### Problem description
Answer these questions from the sales tax audit text:
(a) What two words does the writer use to describe the previous sales tax auditor?
(b) What dollar figure did the writer see at the bottom line of the auditor's list?
(c) According to the auditor, what would that figure cover, and under what condition would it be owed?

### Document text
________________________________________
She stood in stark contrast to my last sales tax auditor, who was over-zealous and somewhat nasty. He also used mistaken interpretations that have cost me money over the intervening years. He compelled me to raise my voice and swear at him during that audit, something that I never regretted.

The auditors know that they are a distraction and they use this to their advantage. A low or moderate tax liability will usually cause a businessperson to pay up to get rid of them without seriously attempting to minimize the amount owed. This was not the case for this audit. The auditor presented her list of exceptions and in detail explained the mathematical calculations used. My eyes went quickly to the bottom line where I saw a number that almost put me into cardiac arrest – $176,351.42. I gasped and muttered, “We owe tax on that amount?” “No,” she calmly said. “You would owe that amount in tax, penalty and interest if no items on my list are found to be exempt.
________________________________________
### Data lines
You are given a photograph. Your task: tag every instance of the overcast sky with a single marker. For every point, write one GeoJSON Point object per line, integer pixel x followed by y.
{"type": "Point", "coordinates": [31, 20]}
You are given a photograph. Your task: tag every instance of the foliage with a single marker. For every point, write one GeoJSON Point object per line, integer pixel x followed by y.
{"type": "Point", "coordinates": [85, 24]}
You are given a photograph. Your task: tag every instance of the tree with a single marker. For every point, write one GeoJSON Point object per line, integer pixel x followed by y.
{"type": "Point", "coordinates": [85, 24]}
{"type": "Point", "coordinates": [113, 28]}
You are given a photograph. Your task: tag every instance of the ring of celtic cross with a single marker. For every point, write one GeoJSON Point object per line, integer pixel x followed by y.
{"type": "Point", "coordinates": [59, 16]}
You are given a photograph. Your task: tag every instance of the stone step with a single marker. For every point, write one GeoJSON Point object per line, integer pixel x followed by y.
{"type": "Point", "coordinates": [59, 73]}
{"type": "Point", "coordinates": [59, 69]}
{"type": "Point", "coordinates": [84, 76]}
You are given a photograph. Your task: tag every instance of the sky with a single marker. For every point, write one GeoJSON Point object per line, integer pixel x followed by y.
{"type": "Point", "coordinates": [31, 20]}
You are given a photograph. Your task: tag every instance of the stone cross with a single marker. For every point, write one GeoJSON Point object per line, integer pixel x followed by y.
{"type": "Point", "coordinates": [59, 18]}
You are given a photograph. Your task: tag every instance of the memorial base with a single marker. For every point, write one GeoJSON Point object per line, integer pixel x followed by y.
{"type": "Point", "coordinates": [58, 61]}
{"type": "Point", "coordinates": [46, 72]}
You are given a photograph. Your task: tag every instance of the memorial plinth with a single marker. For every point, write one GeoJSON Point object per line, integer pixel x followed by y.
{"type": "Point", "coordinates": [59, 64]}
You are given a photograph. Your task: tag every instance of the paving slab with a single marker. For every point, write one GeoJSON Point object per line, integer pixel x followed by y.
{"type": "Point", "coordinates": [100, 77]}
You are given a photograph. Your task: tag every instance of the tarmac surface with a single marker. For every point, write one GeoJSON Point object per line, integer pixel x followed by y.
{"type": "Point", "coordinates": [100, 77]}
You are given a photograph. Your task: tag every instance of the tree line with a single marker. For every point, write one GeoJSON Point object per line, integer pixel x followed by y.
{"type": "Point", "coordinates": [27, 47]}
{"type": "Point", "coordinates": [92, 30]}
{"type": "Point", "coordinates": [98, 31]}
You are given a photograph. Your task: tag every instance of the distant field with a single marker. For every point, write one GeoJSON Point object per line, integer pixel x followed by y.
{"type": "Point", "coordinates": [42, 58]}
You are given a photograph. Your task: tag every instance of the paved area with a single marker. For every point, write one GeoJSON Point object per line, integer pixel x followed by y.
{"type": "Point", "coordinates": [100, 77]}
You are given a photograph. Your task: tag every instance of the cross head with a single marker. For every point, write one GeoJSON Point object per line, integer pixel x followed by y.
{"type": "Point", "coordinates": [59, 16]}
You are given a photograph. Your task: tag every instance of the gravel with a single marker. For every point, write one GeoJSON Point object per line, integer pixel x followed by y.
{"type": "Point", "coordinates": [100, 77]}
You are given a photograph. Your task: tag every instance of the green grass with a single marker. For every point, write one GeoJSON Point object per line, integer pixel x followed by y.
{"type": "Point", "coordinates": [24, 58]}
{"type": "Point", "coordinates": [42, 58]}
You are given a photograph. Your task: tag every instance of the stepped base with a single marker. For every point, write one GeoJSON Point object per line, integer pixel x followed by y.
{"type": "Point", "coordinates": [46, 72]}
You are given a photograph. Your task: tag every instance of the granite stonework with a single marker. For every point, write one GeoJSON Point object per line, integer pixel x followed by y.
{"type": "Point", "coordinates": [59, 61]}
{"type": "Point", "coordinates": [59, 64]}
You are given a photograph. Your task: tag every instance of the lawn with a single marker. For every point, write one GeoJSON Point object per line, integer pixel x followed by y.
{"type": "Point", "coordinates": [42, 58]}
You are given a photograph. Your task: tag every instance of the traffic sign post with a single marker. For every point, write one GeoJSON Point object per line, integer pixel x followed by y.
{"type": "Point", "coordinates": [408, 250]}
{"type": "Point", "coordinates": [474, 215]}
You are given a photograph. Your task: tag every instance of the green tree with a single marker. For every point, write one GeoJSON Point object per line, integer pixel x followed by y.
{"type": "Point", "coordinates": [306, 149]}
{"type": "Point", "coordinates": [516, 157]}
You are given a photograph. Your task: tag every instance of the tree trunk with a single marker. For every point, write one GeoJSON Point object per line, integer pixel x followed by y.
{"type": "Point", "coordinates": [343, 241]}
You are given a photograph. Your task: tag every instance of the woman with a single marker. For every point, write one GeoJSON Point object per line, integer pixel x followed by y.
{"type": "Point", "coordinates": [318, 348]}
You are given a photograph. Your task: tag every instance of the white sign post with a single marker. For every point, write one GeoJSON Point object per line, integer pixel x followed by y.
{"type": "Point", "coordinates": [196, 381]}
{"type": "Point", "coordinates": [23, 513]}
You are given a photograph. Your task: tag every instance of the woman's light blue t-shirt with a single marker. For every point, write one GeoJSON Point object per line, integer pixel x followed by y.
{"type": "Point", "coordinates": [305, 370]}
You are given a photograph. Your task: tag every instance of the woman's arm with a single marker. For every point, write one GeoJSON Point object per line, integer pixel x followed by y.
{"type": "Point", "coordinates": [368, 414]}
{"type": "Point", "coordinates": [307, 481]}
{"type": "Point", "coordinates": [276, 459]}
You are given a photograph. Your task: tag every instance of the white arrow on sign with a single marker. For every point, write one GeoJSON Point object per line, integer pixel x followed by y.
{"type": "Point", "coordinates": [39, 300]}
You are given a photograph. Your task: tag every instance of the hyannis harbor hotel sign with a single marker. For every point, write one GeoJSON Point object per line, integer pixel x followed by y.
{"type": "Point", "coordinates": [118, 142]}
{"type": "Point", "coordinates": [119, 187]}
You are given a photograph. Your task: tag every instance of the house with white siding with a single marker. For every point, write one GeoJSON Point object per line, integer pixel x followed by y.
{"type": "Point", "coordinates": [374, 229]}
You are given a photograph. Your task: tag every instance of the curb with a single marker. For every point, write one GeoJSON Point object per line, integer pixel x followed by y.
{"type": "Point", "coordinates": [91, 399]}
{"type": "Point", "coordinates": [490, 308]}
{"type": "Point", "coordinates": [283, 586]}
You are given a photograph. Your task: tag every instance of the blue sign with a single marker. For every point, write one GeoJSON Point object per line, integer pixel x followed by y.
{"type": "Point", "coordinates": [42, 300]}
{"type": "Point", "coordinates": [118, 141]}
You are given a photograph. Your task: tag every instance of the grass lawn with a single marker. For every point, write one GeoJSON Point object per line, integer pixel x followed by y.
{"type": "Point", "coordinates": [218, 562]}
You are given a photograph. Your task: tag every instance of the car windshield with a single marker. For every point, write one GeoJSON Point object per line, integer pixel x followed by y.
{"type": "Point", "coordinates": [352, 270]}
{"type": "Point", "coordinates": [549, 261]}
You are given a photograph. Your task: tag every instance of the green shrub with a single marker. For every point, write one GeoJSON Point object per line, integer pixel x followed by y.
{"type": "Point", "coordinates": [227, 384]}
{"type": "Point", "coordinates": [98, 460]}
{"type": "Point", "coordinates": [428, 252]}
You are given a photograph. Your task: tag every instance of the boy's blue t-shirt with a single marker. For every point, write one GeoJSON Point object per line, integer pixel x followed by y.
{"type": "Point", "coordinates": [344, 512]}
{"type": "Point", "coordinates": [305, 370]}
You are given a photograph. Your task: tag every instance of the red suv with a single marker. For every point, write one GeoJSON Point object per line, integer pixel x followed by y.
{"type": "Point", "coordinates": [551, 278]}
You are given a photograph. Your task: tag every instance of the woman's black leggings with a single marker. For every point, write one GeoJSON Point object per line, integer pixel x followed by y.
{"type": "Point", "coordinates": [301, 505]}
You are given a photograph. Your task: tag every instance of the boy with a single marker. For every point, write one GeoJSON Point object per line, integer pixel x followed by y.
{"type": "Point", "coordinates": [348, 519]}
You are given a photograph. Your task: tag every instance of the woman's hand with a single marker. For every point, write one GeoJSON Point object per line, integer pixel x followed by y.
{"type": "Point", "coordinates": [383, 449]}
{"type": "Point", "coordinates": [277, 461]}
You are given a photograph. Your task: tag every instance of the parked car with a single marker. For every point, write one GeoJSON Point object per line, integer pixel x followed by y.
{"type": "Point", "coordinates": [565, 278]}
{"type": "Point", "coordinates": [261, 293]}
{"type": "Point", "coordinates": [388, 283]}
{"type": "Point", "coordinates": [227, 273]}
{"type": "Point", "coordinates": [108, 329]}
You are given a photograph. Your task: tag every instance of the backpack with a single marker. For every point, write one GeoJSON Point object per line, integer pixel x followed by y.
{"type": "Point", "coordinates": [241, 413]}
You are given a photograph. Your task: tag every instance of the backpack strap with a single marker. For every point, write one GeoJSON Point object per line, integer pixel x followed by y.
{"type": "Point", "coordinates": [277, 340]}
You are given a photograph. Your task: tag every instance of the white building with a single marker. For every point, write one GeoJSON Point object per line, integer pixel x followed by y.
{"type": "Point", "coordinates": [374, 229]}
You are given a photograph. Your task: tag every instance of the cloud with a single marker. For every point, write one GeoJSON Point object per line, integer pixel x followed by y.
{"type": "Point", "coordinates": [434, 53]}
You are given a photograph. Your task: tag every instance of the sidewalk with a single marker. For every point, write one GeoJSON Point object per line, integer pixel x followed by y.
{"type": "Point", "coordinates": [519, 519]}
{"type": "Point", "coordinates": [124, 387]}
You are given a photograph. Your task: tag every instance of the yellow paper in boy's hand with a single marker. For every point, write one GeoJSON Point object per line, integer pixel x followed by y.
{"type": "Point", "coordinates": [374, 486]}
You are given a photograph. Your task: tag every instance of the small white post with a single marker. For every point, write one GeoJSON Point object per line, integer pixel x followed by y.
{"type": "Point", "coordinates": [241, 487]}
________________________________________
### The answer
(a) Over-zealous and somewhat nasty.
(b) $176,351.42.
(c) It would cover tax, penalty and interest, and it would be owed if no items on her list were found to be exempt.